Work task:
An exact copy of every record below is what's needed here.

Items from a data source:
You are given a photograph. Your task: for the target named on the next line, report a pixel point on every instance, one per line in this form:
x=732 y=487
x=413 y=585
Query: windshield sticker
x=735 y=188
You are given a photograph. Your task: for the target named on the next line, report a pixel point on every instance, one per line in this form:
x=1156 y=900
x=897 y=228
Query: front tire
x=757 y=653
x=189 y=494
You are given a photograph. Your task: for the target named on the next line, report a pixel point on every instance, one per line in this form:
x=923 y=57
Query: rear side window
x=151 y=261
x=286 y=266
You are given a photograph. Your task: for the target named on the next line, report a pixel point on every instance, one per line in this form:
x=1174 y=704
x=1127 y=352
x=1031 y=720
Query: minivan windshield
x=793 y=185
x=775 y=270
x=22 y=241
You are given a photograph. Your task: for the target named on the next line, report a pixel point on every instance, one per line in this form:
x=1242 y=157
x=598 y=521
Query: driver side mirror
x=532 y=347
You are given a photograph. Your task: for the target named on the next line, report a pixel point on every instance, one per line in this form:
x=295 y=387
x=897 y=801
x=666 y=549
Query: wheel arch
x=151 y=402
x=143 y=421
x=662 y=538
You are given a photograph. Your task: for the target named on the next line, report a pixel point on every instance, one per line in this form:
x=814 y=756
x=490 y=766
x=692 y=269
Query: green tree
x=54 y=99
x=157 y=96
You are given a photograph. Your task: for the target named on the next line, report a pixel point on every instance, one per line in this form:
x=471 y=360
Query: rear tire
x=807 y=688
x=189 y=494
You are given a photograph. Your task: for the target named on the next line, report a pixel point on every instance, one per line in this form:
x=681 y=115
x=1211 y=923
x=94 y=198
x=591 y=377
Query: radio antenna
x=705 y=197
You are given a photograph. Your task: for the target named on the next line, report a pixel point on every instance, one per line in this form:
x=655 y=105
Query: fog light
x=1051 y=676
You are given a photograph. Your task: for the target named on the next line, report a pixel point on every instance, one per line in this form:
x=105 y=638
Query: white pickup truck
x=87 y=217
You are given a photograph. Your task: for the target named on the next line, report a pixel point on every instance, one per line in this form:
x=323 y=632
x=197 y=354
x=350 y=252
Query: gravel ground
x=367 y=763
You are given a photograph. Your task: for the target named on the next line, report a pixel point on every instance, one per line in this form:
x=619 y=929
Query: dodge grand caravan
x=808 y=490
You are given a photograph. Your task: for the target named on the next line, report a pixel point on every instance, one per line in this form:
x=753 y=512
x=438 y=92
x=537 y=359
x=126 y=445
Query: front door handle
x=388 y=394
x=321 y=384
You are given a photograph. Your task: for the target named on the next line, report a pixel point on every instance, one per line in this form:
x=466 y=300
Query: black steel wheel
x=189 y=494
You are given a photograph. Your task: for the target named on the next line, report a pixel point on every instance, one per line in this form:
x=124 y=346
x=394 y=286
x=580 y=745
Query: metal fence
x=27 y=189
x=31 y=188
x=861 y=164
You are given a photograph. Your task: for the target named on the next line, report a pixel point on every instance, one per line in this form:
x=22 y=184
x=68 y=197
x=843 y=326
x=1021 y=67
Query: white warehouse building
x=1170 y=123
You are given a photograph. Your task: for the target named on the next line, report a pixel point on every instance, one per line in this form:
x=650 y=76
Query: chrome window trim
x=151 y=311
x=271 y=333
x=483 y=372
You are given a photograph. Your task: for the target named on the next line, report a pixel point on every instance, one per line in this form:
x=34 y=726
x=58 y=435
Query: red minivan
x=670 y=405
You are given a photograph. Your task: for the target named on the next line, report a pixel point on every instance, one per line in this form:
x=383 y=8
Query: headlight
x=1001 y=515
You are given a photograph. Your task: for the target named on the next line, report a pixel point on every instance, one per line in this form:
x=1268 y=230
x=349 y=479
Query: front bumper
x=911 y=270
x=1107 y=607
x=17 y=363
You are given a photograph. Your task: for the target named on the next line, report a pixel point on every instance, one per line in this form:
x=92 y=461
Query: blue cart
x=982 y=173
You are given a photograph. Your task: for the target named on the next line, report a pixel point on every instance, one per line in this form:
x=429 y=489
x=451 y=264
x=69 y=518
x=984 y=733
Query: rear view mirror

Solution to this task:
You are given a photograph. Your task: for the target named on the next line, report a pixel point on every instance, one per line in this form:
x=732 y=487
x=413 y=585
Query: windshield sticker
x=735 y=188
You are given a photograph. Your task: for the target named on the next line, report a pixel point on every instance, one per line in this form:
x=1156 y=900
x=897 y=228
Query: front tire
x=757 y=653
x=189 y=494
You are given a photograph. Your task: for the target named on the next line, report a pixel point on every instance, one per line in this form:
x=923 y=57
Query: rear side window
x=151 y=261
x=286 y=266
You are given a photograph. Your task: for the target named on the next line, report a pixel point on every instance, one per line in this form:
x=1174 y=704
x=1127 y=352
x=1031 y=720
Query: minivan windshield
x=793 y=185
x=775 y=270
x=22 y=241
You are given a photograph. Your task: for the target named on the next line, report a pixel point on every instance, one per line in this form:
x=1242 y=157
x=598 y=521
Query: driver side mirror
x=532 y=347
You are given a photograph. Your task: for the target named on the next line, report a pixel point on every instance, one per line in this form:
x=295 y=387
x=897 y=801
x=666 y=549
Query: wheel arch
x=151 y=402
x=143 y=421
x=662 y=538
You are given a photograph. Your task: for the target named on the next line, report a pixel point on every instance, one per line in this form:
x=814 y=756
x=490 y=766
x=692 y=269
Query: green tree
x=54 y=99
x=157 y=96
You are given a photograph. Your task: for the target named on the next line, report a pixel point on every instance, one per line in this form:
x=471 y=360
Query: rear tire
x=807 y=688
x=189 y=494
You are given a photograph. Your task: for the target named on the next line, report a pixel point on every instance, one per line in this form:
x=681 y=115
x=1211 y=923
x=94 y=198
x=591 y=377
Query: radio antenna
x=705 y=197
You are given a photograph. Your task: for the target named on the next line, report a pixel point on every instance, one per line in this form:
x=655 y=105
Query: fog light
x=1051 y=676
You are given a photograph. Your task: for the target named on the next line, report a pixel point on every instance, one per line in this form:
x=105 y=638
Query: white pickup truck
x=87 y=217
You are given a photograph. Your task: for the target named on the next line, report a pixel point on every instance, one per line in this form:
x=323 y=632
x=197 y=354
x=350 y=252
Query: gravel ground
x=367 y=763
You are given a photograph. Your task: for the target named on the next line, report a pixel point on every instance, one per line in this form:
x=619 y=929
Query: dodge grand caravan
x=808 y=490
You are given a photograph. Your task: for the target named on the next line, report a pixel point on every instance, one per line in this form:
x=753 y=512
x=438 y=92
x=537 y=359
x=126 y=445
Query: front door handle
x=388 y=394
x=321 y=384
You are given a photograph. Your task: for the target named on the next line, report a pixel point on every instance, one per line in this form:
x=466 y=300
Query: black steel wheel
x=189 y=494
You are given a photograph. Your task: for the target named on the next line, report a pixel point on every instance, one per line in this form:
x=124 y=346
x=394 y=286
x=580 y=745
Query: metal fence
x=27 y=189
x=31 y=188
x=861 y=164
You are given a photograph. Your task: for the target named on the next line, report a pixel point on every instance, one per line in this form:
x=22 y=184
x=68 y=197
x=843 y=326
x=1021 y=67
Query: white warehouse building
x=1170 y=123
You are given a photograph. Your task: for the target named on the next line, report a pixel point on every instance, one per line in this form:
x=650 y=76
Query: chrome window trim
x=151 y=311
x=271 y=333
x=483 y=372
You are given a photograph. Your task: for the target named on the next line, report a pixel point on every instance, one per line in this form:
x=34 y=726
x=58 y=435
Query: red minivan
x=670 y=405
You are given a photograph. Your task: for the target named on the next line, report a pixel point on every instance, one per line in this form:
x=383 y=8
Query: headlight
x=1001 y=515
You are given a photograph. Your task: for the target named on the next line, report a pixel point on every instance, one per line in this form:
x=1268 y=230
x=349 y=479
Query: front bumper
x=911 y=270
x=1107 y=607
x=17 y=363
You are given a photograph. Your task: for the target named on the next line, report a pixel point on every instance, one per line in this form:
x=92 y=461
Query: blue cart
x=982 y=173
You are given a photograph. Your task: for the target named on the next line, report a pixel point on every instance, one per line in this form:
x=429 y=489
x=451 y=264
x=69 y=518
x=984 y=733
Query: rear view mirror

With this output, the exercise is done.